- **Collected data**
=== Section Start ===

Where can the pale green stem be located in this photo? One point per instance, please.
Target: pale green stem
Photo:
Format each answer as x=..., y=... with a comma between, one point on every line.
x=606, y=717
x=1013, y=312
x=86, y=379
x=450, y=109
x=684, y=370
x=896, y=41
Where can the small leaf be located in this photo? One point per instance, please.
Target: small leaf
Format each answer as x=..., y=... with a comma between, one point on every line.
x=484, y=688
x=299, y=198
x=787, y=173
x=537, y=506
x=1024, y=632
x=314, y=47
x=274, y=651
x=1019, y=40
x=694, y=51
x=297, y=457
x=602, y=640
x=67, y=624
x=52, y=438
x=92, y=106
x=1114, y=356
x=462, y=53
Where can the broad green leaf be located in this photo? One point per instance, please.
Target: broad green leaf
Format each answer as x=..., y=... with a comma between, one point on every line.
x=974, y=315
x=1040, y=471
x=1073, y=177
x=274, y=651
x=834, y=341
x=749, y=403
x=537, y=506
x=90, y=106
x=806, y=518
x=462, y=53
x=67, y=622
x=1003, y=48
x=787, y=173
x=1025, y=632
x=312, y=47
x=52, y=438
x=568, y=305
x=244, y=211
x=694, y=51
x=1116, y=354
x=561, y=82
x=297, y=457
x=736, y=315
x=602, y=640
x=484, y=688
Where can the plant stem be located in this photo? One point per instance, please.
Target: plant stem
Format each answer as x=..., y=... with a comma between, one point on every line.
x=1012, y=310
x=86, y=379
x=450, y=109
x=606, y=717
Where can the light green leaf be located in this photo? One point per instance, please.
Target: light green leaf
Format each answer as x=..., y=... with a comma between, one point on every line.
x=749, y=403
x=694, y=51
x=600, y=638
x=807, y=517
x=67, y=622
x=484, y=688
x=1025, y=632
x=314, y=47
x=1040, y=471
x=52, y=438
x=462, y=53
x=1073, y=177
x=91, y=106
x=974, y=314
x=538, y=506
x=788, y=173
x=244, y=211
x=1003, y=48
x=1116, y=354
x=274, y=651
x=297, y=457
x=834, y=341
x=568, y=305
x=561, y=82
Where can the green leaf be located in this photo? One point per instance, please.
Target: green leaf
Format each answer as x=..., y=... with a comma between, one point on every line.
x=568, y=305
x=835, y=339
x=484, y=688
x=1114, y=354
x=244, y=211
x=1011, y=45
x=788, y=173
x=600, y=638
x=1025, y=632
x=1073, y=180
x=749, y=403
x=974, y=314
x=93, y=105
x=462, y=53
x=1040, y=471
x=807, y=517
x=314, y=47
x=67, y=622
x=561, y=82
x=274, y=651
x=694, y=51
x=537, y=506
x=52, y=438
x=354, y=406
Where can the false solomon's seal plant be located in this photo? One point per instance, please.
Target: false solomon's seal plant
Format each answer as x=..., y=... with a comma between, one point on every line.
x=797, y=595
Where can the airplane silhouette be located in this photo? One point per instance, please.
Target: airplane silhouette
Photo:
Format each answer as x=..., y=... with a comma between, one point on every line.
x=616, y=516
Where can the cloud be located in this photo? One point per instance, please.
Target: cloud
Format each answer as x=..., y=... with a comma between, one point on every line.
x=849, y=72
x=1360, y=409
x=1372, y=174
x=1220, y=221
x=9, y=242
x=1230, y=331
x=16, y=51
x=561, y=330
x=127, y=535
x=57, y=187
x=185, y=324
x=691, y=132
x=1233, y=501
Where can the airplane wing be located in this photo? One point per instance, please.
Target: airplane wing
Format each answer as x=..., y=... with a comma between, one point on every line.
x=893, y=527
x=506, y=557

=== Section End ===

- **Activity**
Repeat every record above exactly as it appears.

- **Solution to this task**
Where can the pale green stem be located in this photo? One point per instance, please.
Target: pale green stem
Photo:
Format each answer as x=..., y=... with a comma between, one point on every line.
x=606, y=717
x=1013, y=312
x=86, y=379
x=450, y=109
x=684, y=370
x=896, y=41
Where can the small leaf be located in this photo? One point per instance, please.
Target: small leaf
Format each answer as x=..., y=... with a comma between, one point on every line.
x=484, y=688
x=299, y=198
x=787, y=173
x=537, y=506
x=1024, y=632
x=314, y=47
x=274, y=651
x=1019, y=40
x=694, y=51
x=297, y=457
x=602, y=640
x=67, y=624
x=52, y=438
x=92, y=106
x=1114, y=356
x=462, y=53
Where can the broad green leaf be located in this photo? One point per instance, please.
Target: broad green leaf
Format each answer as x=..., y=... with a comma between, one point on every line.
x=974, y=315
x=1040, y=471
x=1073, y=177
x=274, y=651
x=834, y=341
x=749, y=403
x=537, y=506
x=90, y=106
x=806, y=518
x=462, y=53
x=67, y=622
x=1003, y=48
x=787, y=173
x=1025, y=632
x=312, y=47
x=52, y=438
x=568, y=305
x=244, y=211
x=694, y=51
x=1116, y=354
x=561, y=82
x=297, y=457
x=736, y=315
x=602, y=640
x=484, y=688
Where can the plant stem be located in this photo? One point per instance, please.
Target: plant stem
Format each answer as x=..., y=... with a comma between, one point on every line.
x=1012, y=310
x=86, y=379
x=450, y=109
x=606, y=717
Where can the light green leaf be located in this photo? One point per instance, please.
Target: light green leaf
Format each answer as x=..., y=... with a comma between, one point on every line.
x=749, y=403
x=694, y=51
x=600, y=638
x=807, y=517
x=67, y=622
x=484, y=688
x=1025, y=632
x=314, y=47
x=1040, y=471
x=52, y=438
x=462, y=53
x=1073, y=177
x=91, y=106
x=974, y=314
x=538, y=506
x=788, y=173
x=244, y=211
x=1003, y=48
x=1116, y=354
x=274, y=651
x=297, y=457
x=834, y=341
x=568, y=305
x=561, y=82
Where can the green leaf be located in this photo? One point per instance, please.
Target: green leaf
Format each answer as x=..., y=... with a comma between, one point on every line.
x=568, y=305
x=835, y=339
x=484, y=688
x=1114, y=354
x=244, y=211
x=1011, y=45
x=788, y=173
x=600, y=638
x=1025, y=632
x=1073, y=180
x=749, y=403
x=974, y=314
x=93, y=105
x=462, y=53
x=1040, y=471
x=807, y=517
x=314, y=47
x=67, y=622
x=561, y=82
x=274, y=651
x=694, y=51
x=537, y=506
x=52, y=438
x=354, y=406
Where can the false solomon's seal plant be located in this photo? One point per instance, please.
Target: false solomon's seal plant
Format each answer as x=..., y=... with a comma between, one point on every line.
x=797, y=595
Where can the airplane silhouette be located in this photo? One point per instance, please.
Target: airplane silhouette
Photo:
Format each answer as x=..., y=... with a comma between, one point on every line.
x=616, y=516
Where can the cloud be located in this photo? One point per instance, please.
Target: cloud
Format each answer as x=..., y=... with a comma between, one point on every line.
x=849, y=72
x=1360, y=409
x=1372, y=174
x=1220, y=221
x=9, y=242
x=1230, y=331
x=16, y=51
x=561, y=330
x=127, y=535
x=57, y=187
x=185, y=324
x=691, y=132
x=1233, y=501
Where can the airplane wing be located in this photo? One point per instance, please.
Target: airplane wing
Format each answer as x=..., y=... with a comma between, one point on every line.
x=893, y=527
x=506, y=557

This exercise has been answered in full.